▶ Provided text:
Embedded radio revenues decreased $1.5 million from the three months ended September 30, 2011 to 2012. We anticipate that embedded radio products will decline as a percentage of revenues in future periods as sales of these products are outpaced by sales of systems products.
Antennas/other revenues decreased $2.3 million, or 21% from $10.6 million in the three months ended September 30, 2011 to $8.4 million in the three months ended September 30, 2012. The decline in antennas/other revenues was primarily due to the decreased sales of our systems platforms, which negatively impacted the demand for associated antennas. Other revenues also include revenues that are attributable to PCS. Antenna/other revenues may continue to increase in absolute dollars in future periods but will decline as a percentage of total revenues due to more rapid growth of systems revenues.

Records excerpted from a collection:
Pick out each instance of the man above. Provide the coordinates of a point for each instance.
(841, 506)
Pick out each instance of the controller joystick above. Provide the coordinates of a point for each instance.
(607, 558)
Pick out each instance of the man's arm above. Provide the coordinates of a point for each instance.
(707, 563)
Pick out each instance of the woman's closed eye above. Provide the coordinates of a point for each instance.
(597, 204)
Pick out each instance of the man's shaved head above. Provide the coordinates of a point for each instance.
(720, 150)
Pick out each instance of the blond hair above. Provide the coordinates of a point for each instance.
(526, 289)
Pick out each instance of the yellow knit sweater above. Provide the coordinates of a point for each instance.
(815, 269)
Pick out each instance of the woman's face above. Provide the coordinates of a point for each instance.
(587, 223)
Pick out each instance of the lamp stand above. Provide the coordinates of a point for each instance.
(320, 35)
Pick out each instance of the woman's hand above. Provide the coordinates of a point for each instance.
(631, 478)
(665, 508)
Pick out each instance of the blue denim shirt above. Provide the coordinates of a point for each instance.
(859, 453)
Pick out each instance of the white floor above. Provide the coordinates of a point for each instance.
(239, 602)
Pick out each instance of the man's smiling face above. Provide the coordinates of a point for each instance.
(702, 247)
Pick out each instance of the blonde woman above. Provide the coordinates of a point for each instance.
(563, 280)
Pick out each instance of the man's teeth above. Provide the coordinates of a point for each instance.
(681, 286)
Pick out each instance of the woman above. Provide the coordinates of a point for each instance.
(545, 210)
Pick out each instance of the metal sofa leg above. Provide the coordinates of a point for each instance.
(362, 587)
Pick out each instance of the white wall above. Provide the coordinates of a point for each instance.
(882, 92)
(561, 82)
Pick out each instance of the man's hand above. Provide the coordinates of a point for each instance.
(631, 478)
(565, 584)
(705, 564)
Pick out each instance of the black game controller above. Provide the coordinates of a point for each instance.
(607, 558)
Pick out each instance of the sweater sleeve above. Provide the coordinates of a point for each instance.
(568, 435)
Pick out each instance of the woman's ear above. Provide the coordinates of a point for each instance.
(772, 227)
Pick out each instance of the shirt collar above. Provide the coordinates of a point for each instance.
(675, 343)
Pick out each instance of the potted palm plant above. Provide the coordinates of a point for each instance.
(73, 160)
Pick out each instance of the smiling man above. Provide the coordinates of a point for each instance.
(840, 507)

▶ Tasks:
A – According to the revenue passage, what was the primary reason for the decline in antennas/other revenues?
B – Write the next part of the revenue passage, picking up after its final sentence.
The listing has no connection to the revenue passage.

▶ Answers in order:
A – The decline was primarily due to decreased sales of systems platforms, which reduced demand for the associated antennas.

B –
Revenues by Geography
We generally forward products directly from our manufacturers to freight companies in Hong Kong, which have been retained by our distributors and who in turn ship to other locations throughout the world. We have determined the geographical distribution of our product revenues based on ship-to destinations. A majority of our sales are to distributors who in turn sell to resellers or directly to end customers. As a result of these factors, we believe that sales to certain geographic locations might be higher or lower, as the ultimate destinations are difficult to ascertain. Revenues in North Americas decreased primarily due to a significant decline in orders from one of our distributors. We believe the decrease in revenues in South American and Europe, the Middle East and Africa was primarily driven by the proliferation of counterfeit versions of our products, which has also created customer uncertainty regarding the authenticity of their potential purchases. Revenues in the Asia Pacific region tend to be volatile given the low levels of revenues. The following are our revenues by geography for the three months ended September 30, 2012 and 2011 (in thousands, except percentages):
Three Months Ended September 30,
2012 2011
(In thousands, except percentages)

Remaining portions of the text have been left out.